- _AIM OF THE EXERCISE_:
Pull out each line of the listing below that contains the string "ridge".

Collected data:
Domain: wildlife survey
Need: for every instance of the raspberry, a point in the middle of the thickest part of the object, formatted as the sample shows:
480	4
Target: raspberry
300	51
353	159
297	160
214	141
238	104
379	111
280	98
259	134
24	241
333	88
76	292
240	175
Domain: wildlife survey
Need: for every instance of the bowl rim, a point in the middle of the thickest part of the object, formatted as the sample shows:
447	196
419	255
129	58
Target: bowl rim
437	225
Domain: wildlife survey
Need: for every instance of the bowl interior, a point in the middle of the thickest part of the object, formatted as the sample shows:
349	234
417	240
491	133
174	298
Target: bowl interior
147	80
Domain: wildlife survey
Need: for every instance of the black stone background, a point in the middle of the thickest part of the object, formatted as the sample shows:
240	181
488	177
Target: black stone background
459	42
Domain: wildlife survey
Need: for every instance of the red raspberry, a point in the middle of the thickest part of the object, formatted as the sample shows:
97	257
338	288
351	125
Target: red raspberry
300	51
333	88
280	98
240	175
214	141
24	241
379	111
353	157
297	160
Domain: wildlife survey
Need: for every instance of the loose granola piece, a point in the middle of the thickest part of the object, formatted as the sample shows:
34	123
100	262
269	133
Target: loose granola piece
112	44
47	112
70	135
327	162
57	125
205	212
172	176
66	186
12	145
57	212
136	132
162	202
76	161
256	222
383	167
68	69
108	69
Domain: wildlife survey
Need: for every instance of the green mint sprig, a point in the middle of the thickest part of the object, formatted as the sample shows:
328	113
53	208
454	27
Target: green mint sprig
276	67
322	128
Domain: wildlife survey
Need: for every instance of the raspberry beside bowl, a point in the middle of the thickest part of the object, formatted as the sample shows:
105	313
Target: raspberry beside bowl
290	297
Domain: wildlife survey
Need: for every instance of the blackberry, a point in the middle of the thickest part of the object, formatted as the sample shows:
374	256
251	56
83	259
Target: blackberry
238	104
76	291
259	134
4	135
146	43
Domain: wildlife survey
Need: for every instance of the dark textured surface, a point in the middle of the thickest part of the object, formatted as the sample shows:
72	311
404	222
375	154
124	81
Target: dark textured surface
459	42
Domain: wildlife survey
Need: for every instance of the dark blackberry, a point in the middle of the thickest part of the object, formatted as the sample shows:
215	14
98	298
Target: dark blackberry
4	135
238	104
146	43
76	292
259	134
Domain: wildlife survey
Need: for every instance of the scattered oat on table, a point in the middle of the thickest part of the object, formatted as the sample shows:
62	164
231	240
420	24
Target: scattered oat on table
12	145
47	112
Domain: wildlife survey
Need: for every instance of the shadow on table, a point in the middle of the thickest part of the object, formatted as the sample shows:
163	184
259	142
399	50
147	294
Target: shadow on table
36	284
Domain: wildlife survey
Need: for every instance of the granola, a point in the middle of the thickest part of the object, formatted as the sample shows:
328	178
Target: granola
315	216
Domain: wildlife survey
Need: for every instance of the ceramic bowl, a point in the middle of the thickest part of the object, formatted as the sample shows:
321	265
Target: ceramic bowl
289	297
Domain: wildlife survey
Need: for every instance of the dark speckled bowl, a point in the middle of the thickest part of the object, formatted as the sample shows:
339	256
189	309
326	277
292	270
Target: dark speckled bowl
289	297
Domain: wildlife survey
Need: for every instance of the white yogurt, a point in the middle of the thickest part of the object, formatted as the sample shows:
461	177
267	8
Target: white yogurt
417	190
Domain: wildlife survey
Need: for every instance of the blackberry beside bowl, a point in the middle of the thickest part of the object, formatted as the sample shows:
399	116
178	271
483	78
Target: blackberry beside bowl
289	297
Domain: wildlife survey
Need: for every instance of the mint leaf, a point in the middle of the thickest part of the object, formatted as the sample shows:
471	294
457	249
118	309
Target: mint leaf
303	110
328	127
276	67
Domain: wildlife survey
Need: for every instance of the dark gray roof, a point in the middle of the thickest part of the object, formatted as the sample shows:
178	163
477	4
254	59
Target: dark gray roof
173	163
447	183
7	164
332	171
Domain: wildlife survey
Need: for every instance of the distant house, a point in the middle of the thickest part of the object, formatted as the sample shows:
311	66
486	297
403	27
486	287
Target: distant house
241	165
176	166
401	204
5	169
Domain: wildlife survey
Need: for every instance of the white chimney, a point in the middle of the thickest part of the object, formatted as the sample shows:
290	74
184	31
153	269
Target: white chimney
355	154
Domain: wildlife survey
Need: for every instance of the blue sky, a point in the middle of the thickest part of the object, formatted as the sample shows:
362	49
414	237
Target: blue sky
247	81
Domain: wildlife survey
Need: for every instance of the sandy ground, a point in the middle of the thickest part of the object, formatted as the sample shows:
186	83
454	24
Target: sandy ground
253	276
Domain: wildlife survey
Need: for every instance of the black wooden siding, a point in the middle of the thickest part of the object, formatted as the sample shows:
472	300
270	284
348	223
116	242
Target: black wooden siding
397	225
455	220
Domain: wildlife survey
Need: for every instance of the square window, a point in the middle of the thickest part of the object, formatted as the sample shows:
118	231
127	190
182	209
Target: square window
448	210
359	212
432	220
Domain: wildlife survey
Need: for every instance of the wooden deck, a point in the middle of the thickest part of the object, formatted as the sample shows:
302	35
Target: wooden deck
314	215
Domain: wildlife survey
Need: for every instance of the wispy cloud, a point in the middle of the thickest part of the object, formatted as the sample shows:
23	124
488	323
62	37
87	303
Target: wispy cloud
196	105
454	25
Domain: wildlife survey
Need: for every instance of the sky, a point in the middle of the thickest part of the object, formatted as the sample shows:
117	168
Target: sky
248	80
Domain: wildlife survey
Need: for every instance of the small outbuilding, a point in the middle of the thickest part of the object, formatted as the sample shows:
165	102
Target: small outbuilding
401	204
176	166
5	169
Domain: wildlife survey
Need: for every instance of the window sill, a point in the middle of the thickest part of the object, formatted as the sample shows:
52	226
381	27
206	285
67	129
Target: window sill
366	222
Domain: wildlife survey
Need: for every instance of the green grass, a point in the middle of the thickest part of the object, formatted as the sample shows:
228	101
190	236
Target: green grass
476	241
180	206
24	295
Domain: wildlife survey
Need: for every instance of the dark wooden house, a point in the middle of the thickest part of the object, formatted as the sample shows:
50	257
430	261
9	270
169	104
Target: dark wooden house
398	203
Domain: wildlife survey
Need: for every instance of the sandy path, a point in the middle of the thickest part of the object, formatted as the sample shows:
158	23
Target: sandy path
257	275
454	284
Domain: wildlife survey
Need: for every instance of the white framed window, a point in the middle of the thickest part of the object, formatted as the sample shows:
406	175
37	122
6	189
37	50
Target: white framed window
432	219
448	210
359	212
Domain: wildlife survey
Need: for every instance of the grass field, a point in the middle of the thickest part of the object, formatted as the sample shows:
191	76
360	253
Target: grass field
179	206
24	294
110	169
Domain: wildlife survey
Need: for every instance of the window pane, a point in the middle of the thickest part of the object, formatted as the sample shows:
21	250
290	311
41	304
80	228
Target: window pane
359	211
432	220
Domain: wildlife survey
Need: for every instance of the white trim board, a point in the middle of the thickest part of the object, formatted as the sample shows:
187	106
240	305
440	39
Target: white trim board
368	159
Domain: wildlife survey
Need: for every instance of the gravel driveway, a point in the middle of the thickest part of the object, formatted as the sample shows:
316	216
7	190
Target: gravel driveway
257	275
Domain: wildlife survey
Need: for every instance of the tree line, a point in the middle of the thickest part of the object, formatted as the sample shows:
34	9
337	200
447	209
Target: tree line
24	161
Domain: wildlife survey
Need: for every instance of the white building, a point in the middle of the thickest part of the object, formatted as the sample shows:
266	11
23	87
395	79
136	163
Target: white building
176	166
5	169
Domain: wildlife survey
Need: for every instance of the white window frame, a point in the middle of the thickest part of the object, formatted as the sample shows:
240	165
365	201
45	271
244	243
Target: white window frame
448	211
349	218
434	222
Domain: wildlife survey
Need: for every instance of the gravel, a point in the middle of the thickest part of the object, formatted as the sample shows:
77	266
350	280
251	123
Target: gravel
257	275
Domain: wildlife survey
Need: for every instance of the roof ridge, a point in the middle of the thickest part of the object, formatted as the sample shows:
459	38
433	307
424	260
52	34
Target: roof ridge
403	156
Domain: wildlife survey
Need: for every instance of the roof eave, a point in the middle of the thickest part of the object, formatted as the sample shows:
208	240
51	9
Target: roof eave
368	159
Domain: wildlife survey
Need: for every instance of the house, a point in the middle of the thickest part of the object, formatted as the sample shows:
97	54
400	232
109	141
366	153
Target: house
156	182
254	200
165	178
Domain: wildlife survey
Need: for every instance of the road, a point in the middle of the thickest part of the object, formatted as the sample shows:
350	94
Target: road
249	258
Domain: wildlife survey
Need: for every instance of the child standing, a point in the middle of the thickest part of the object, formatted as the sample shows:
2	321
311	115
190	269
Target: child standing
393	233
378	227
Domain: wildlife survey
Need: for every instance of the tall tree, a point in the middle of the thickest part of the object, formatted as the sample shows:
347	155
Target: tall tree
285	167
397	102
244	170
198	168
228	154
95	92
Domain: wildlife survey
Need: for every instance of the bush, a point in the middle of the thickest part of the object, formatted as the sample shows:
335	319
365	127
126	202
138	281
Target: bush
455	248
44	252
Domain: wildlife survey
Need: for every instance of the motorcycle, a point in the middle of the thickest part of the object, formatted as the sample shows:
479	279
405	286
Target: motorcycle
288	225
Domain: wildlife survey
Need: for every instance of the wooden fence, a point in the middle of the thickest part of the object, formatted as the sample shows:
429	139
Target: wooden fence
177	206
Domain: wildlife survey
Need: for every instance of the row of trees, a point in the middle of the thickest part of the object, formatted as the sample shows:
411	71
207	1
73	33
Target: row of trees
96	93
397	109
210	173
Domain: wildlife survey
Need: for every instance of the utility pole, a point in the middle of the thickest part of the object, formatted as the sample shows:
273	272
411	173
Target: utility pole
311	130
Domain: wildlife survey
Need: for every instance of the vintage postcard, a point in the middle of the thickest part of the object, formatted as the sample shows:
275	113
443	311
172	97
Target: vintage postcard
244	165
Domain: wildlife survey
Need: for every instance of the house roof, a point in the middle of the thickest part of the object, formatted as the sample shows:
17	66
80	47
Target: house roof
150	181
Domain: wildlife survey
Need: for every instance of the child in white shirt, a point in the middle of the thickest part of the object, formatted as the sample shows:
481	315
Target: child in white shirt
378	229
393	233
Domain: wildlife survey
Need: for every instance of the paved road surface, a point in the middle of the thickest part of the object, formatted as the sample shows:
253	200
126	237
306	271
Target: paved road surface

- _SOLVED PROBLEM_:
Need: for every instance of the roof ridge, a point in the middle of the thickest part of the object, formatted as the sample shows:
Target: roof ridge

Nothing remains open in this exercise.